- [YOUR INSTRUCTIONS]: Would you restate each entry word for word, omitting the pictures?

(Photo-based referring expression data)
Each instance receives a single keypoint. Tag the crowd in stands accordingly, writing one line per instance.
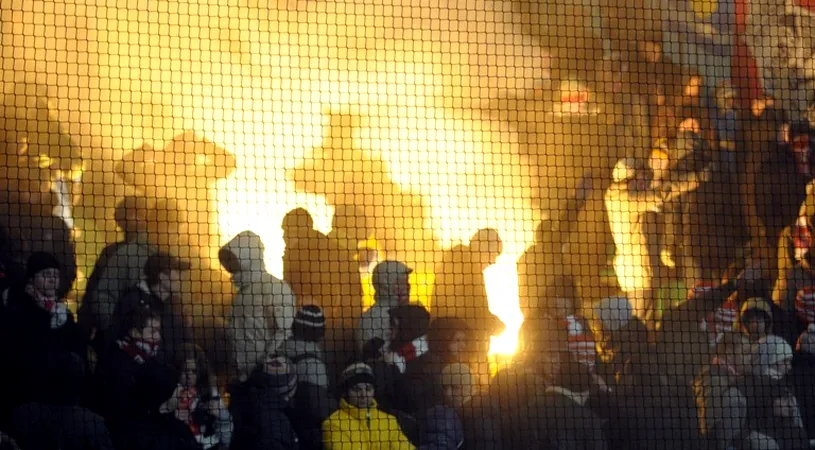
(729, 367)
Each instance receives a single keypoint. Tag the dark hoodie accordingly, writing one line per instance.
(259, 413)
(440, 429)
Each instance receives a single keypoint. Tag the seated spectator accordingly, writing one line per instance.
(199, 403)
(440, 429)
(35, 329)
(720, 400)
(159, 287)
(359, 424)
(259, 407)
(136, 389)
(473, 408)
(755, 318)
(774, 418)
(561, 418)
(801, 376)
(447, 342)
(313, 402)
(409, 327)
(60, 423)
(772, 358)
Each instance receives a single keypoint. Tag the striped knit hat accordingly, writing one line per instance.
(357, 373)
(310, 316)
(805, 304)
(279, 375)
(581, 342)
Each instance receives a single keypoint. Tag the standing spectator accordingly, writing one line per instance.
(628, 200)
(772, 358)
(801, 376)
(199, 403)
(775, 420)
(137, 389)
(720, 401)
(264, 307)
(440, 429)
(313, 402)
(409, 327)
(755, 318)
(561, 418)
(481, 432)
(259, 407)
(359, 424)
(392, 288)
(159, 290)
(120, 266)
(60, 423)
(36, 329)
(448, 341)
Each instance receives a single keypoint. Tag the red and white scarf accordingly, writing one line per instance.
(138, 349)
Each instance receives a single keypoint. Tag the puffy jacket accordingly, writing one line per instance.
(351, 428)
(120, 266)
(264, 307)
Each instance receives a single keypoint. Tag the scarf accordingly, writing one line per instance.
(188, 401)
(57, 310)
(139, 350)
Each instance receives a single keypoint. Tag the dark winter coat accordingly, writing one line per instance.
(259, 415)
(564, 423)
(481, 431)
(31, 347)
(131, 397)
(801, 378)
(440, 429)
(59, 427)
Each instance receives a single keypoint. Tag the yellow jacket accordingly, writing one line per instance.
(351, 428)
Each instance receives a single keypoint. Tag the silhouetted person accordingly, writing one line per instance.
(120, 265)
(263, 310)
(460, 289)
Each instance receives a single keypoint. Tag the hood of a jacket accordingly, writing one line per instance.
(248, 248)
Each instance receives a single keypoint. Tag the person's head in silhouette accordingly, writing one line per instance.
(297, 224)
(351, 222)
(486, 247)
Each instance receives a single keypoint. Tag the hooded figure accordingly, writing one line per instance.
(440, 429)
(772, 358)
(259, 407)
(264, 307)
(392, 288)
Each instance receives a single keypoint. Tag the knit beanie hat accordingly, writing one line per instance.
(806, 343)
(309, 320)
(40, 261)
(457, 374)
(357, 373)
(279, 375)
(769, 351)
(805, 304)
(614, 313)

- [EXERCISE OUTPUT]:
Each instance receives a single keypoint. Tag the crowd in stands accordingly, writing one line per instance.
(729, 367)
Each instance receives a single keypoint. Tag the dark hoodie accordingly, writing one line per instance.
(259, 413)
(440, 429)
Each instance receives a single keypoint. Tag the seated spectator accordingly, writing one line per instance.
(199, 403)
(440, 429)
(35, 329)
(720, 400)
(159, 287)
(359, 424)
(259, 407)
(136, 389)
(473, 408)
(755, 318)
(774, 418)
(561, 418)
(801, 376)
(447, 342)
(313, 402)
(409, 327)
(60, 423)
(772, 358)
Each instance receives a single keypoint. Tag the striped knit hat accordingly, writing one line per instance.
(357, 373)
(310, 316)
(805, 304)
(279, 375)
(581, 342)
Each instance receives a single keypoint. Tag the standing spectator accordingly, writing one line per instance.
(628, 200)
(772, 358)
(801, 376)
(199, 403)
(775, 420)
(137, 389)
(720, 401)
(264, 307)
(440, 429)
(313, 402)
(409, 327)
(755, 318)
(561, 418)
(481, 432)
(259, 407)
(359, 424)
(392, 288)
(159, 290)
(120, 266)
(60, 423)
(36, 329)
(448, 341)
Each instance receives a single keypoint. Tag the red and white scarf accordingly, writing one line per instance.
(138, 349)
Each instance receives a single keypoint. Tag the puffy jacket accordingly, writing one line per instance.
(351, 428)
(120, 266)
(264, 307)
Each instance receives a single keypoint. Tag the scarf accordingly, writing one line per instance.
(188, 401)
(57, 310)
(139, 350)
Each instance receives a single keypoint. Tag the dark winter coat accordingly, writing one line per instance.
(259, 415)
(564, 423)
(481, 431)
(31, 347)
(131, 397)
(801, 378)
(440, 429)
(59, 427)
Each instance receives a single keypoint. Tag the yellow jacket accordingly, writing one line per instance.
(351, 428)
Each instance receives a single keypoint. Tag the silhouetted person accordingly, writing one line per instance.
(120, 265)
(263, 310)
(460, 289)
Each instance receives a single keypoint. Tag the hood of a jacket accordingly, writing one line per instance.
(248, 248)
Each instance receives a single keypoint. Tag the person's head in silhouette accordingly, writing one line per instance.
(297, 224)
(351, 222)
(486, 247)
Each instance receives a single keypoint. Tag the hooded figure accordingly, writing one line per instance.
(440, 429)
(772, 358)
(259, 407)
(264, 307)
(392, 288)
Each instance receives a single keypoint. Tag the knit beanie hat accordingly, writing one line per instance.
(806, 343)
(309, 320)
(40, 261)
(457, 374)
(357, 373)
(279, 375)
(769, 351)
(805, 304)
(614, 313)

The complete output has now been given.